OBJECTIVE: Copy the material below line for line, changing nothing and leaving out nothing.
************
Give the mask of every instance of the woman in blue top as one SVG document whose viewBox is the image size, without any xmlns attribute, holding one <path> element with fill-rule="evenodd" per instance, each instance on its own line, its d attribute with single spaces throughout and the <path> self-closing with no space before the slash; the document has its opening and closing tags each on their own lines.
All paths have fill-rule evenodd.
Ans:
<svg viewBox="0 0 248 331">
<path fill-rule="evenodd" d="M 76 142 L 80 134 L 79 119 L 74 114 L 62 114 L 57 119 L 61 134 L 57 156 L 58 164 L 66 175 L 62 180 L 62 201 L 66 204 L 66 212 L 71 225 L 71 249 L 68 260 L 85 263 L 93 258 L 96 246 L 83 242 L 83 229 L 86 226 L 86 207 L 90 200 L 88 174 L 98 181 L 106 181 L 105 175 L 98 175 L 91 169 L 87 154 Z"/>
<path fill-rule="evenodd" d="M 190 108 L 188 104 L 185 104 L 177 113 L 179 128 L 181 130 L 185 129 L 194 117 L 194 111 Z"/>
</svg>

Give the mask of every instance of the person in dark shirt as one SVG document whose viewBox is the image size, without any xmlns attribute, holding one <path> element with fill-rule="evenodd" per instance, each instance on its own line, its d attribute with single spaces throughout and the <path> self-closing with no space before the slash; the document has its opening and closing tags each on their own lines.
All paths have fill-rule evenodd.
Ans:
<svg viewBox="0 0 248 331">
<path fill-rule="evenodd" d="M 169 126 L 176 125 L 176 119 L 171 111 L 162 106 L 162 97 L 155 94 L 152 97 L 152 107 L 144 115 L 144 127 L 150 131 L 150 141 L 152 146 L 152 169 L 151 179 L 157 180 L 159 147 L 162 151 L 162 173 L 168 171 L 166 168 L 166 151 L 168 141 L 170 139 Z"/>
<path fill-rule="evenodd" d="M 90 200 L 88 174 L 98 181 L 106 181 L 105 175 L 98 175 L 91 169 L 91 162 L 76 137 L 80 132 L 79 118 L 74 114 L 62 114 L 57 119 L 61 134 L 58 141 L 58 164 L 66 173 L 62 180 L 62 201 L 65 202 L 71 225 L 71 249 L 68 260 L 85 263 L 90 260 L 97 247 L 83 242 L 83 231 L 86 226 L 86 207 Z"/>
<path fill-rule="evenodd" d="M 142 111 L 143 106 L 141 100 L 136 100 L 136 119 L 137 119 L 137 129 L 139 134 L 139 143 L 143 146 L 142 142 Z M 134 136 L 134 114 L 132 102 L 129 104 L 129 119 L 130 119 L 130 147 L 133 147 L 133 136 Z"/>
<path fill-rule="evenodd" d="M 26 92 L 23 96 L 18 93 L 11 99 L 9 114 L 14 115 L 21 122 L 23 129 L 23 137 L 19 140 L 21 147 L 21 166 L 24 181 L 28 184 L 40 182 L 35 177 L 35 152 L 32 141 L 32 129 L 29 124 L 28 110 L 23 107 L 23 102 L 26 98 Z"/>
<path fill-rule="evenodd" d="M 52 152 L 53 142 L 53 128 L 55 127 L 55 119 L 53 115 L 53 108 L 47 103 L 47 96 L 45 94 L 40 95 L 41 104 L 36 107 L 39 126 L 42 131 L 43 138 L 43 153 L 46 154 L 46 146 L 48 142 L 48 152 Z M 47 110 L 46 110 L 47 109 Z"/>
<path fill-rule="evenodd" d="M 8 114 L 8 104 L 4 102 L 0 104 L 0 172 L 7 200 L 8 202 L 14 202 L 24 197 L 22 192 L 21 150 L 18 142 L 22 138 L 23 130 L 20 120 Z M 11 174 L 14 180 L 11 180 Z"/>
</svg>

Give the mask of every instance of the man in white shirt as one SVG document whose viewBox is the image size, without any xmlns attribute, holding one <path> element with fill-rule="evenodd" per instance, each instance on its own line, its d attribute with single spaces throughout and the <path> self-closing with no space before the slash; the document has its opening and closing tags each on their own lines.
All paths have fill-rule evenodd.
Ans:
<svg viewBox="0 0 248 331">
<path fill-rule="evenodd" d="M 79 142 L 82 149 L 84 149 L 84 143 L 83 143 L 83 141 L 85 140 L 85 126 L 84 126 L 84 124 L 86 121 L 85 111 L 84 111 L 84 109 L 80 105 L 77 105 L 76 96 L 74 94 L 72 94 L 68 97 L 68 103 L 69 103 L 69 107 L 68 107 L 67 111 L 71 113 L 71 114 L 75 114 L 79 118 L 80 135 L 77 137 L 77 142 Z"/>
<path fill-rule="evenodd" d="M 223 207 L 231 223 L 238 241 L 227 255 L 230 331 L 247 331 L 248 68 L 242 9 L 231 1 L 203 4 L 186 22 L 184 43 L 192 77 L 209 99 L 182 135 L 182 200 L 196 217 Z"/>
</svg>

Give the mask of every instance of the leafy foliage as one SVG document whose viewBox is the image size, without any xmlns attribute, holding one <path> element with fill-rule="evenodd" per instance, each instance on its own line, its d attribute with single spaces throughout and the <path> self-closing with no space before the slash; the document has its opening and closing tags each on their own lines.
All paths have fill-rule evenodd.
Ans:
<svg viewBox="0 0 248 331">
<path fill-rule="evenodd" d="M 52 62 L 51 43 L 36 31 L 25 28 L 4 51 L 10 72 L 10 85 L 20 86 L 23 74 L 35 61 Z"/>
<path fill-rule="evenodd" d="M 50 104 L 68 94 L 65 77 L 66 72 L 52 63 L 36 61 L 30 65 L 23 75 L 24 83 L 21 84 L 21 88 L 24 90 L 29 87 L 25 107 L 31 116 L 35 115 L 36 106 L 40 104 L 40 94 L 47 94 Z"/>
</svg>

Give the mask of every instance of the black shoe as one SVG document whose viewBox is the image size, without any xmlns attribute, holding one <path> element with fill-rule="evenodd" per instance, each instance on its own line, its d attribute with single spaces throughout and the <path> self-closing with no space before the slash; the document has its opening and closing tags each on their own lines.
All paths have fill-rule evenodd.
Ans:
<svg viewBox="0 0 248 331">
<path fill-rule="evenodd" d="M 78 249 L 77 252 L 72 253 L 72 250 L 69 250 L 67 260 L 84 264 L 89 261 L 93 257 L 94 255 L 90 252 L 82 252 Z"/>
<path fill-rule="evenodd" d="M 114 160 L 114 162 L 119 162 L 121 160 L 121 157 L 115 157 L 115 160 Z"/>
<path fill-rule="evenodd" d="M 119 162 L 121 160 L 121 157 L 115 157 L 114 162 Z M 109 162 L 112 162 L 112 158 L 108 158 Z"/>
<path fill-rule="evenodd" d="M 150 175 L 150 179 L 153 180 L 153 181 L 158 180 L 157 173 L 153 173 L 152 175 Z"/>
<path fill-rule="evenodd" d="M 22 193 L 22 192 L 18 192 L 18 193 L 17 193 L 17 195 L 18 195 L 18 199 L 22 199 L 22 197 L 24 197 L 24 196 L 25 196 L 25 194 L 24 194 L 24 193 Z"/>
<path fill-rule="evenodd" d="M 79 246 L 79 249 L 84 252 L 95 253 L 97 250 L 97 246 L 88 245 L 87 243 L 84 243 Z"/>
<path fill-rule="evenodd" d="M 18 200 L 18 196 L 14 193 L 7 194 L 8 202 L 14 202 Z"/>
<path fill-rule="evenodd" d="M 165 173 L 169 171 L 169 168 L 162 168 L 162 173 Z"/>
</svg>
************
SOLVED PROBLEM:
Give the mask of every instance of the woman in blue top as one SVG document whose viewBox is the image size, without any xmlns attribute, holding one <path> element with fill-rule="evenodd" per instance, each instance on its own line, its d attribute with single spaces throughout and the <path> self-closing with no space before the slash; the document has its opening and closing tags each on their own lines.
All paths have fill-rule evenodd.
Ans:
<svg viewBox="0 0 248 331">
<path fill-rule="evenodd" d="M 76 142 L 80 134 L 79 119 L 74 114 L 62 114 L 57 119 L 61 134 L 57 156 L 58 164 L 66 175 L 62 180 L 62 201 L 66 204 L 66 212 L 71 225 L 71 249 L 68 260 L 85 263 L 93 258 L 96 246 L 83 242 L 83 229 L 86 226 L 86 207 L 90 200 L 88 174 L 98 181 L 106 181 L 105 175 L 98 175 L 91 169 L 87 154 Z"/>
<path fill-rule="evenodd" d="M 190 108 L 188 104 L 185 104 L 177 113 L 179 128 L 181 130 L 185 129 L 194 117 L 194 111 Z"/>
</svg>

Give the mask of every instance of the person in dark shirt as one SVG document whose viewBox is the image size, without any xmlns attribute, holding one <path> element with fill-rule="evenodd" per instance, each instance on its own line, its d attribute with single spaces throughout and the <path> self-closing with no space before the slash; the document has its opening and closing tags each on their own lines.
All paths have fill-rule evenodd.
Ans:
<svg viewBox="0 0 248 331">
<path fill-rule="evenodd" d="M 169 126 L 176 125 L 176 119 L 171 111 L 162 106 L 162 97 L 155 94 L 152 97 L 152 107 L 144 115 L 144 127 L 150 131 L 150 141 L 152 146 L 152 169 L 151 179 L 157 180 L 159 147 L 162 151 L 162 173 L 168 171 L 166 168 L 166 151 L 168 141 L 170 139 Z"/>
<path fill-rule="evenodd" d="M 90 200 L 88 174 L 98 181 L 106 181 L 105 175 L 98 175 L 91 169 L 91 162 L 76 137 L 80 132 L 79 118 L 74 114 L 62 114 L 57 119 L 61 134 L 58 141 L 58 164 L 66 173 L 62 180 L 62 201 L 65 202 L 71 225 L 71 249 L 68 260 L 85 263 L 90 260 L 97 247 L 83 242 L 83 231 L 86 226 L 86 207 Z"/>
<path fill-rule="evenodd" d="M 142 111 L 143 106 L 141 100 L 136 100 L 136 119 L 137 119 L 137 129 L 139 134 L 139 143 L 143 146 L 142 142 Z M 134 136 L 134 114 L 132 102 L 129 104 L 129 119 L 130 119 L 130 147 L 133 147 L 133 136 Z"/>
<path fill-rule="evenodd" d="M 26 92 L 23 96 L 18 93 L 11 99 L 9 114 L 14 115 L 21 122 L 23 129 L 23 137 L 19 140 L 21 147 L 21 166 L 24 181 L 28 184 L 40 182 L 35 177 L 35 152 L 32 141 L 32 129 L 29 124 L 28 110 L 23 107 L 23 102 L 26 98 Z"/>
<path fill-rule="evenodd" d="M 52 152 L 53 142 L 53 128 L 55 127 L 55 119 L 53 115 L 53 108 L 47 103 L 47 96 L 45 94 L 40 95 L 41 104 L 36 107 L 39 126 L 42 131 L 43 138 L 43 153 L 46 154 L 46 146 L 48 142 L 48 152 Z M 47 110 L 46 110 L 47 109 Z"/>
<path fill-rule="evenodd" d="M 8 114 L 8 104 L 4 102 L 0 104 L 0 172 L 7 200 L 8 202 L 14 202 L 24 197 L 22 192 L 21 150 L 18 142 L 22 138 L 23 130 L 20 120 Z M 11 174 L 14 180 L 11 180 Z"/>
</svg>

Give the mask of every instance of the man in white shirt as one SVG document whose viewBox is the image size, without any xmlns attribute, holding one <path> element with fill-rule="evenodd" per instance, each instance on its own line, its d attribute with single spaces throughout and the <path> self-closing with no space before the slash; the document has its opening and closing tags each on their own lines.
All paths have fill-rule evenodd.
Ans:
<svg viewBox="0 0 248 331">
<path fill-rule="evenodd" d="M 79 142 L 82 149 L 84 149 L 84 143 L 83 143 L 83 141 L 85 140 L 85 126 L 84 126 L 84 124 L 86 121 L 85 111 L 84 111 L 84 109 L 80 105 L 77 105 L 76 96 L 74 94 L 72 94 L 68 97 L 68 103 L 69 103 L 69 107 L 68 107 L 67 111 L 71 113 L 71 114 L 75 114 L 79 118 L 80 135 L 77 137 L 77 142 Z"/>
<path fill-rule="evenodd" d="M 223 207 L 231 223 L 238 241 L 227 255 L 230 331 L 247 331 L 248 68 L 242 9 L 231 1 L 203 4 L 186 22 L 184 43 L 192 77 L 209 99 L 182 135 L 182 200 L 196 217 Z"/>
</svg>

Give the mask of every instance of the leafy foliage as one SVG document whose viewBox is the image size, without any xmlns attribute, holding one <path> element with fill-rule="evenodd" per instance, each instance on its own line, its d attribute with single spaces throughout and the <path> self-closing with no space before the slash; the document has its opening and closing tags each on their own lines.
All paths have fill-rule evenodd.
Ans:
<svg viewBox="0 0 248 331">
<path fill-rule="evenodd" d="M 52 62 L 51 43 L 36 31 L 25 28 L 4 51 L 10 72 L 10 85 L 20 86 L 23 74 L 35 61 Z"/>
<path fill-rule="evenodd" d="M 50 104 L 68 94 L 65 77 L 66 72 L 52 63 L 36 61 L 30 65 L 23 75 L 24 83 L 21 84 L 21 88 L 24 90 L 29 87 L 25 107 L 31 116 L 35 115 L 36 106 L 40 104 L 40 94 L 47 94 Z"/>
</svg>

Give the mask of every instance of the black shoe as one SVG document whose viewBox is the image size, without any xmlns attribute, holding one <path> element with fill-rule="evenodd" per instance, each instance on its own line, its d attribute with single spaces throughout and the <path> self-closing with no space before the slash; the document has its opening and closing tags each on their own lines.
All paths have fill-rule evenodd.
Ans:
<svg viewBox="0 0 248 331">
<path fill-rule="evenodd" d="M 78 249 L 77 252 L 72 253 L 72 250 L 69 250 L 67 260 L 84 264 L 89 261 L 93 257 L 94 255 L 90 252 L 82 252 Z"/>
<path fill-rule="evenodd" d="M 114 160 L 114 162 L 119 162 L 121 160 L 121 157 L 115 157 L 115 160 Z"/>
<path fill-rule="evenodd" d="M 119 162 L 121 160 L 121 157 L 115 157 L 114 162 Z M 109 162 L 112 162 L 112 158 L 108 158 Z"/>
<path fill-rule="evenodd" d="M 150 175 L 150 179 L 153 180 L 153 181 L 158 180 L 157 173 L 153 173 L 152 175 Z"/>
<path fill-rule="evenodd" d="M 22 193 L 22 192 L 18 192 L 18 193 L 17 193 L 17 195 L 18 195 L 18 199 L 22 199 L 22 197 L 24 197 L 24 196 L 25 196 L 25 194 L 24 194 L 24 193 Z"/>
<path fill-rule="evenodd" d="M 79 246 L 79 249 L 84 252 L 95 253 L 97 250 L 97 246 L 88 245 L 87 243 L 84 243 Z"/>
<path fill-rule="evenodd" d="M 18 200 L 18 196 L 14 193 L 7 194 L 8 202 L 14 202 Z"/>
<path fill-rule="evenodd" d="M 165 173 L 169 171 L 169 168 L 162 168 L 162 173 Z"/>
</svg>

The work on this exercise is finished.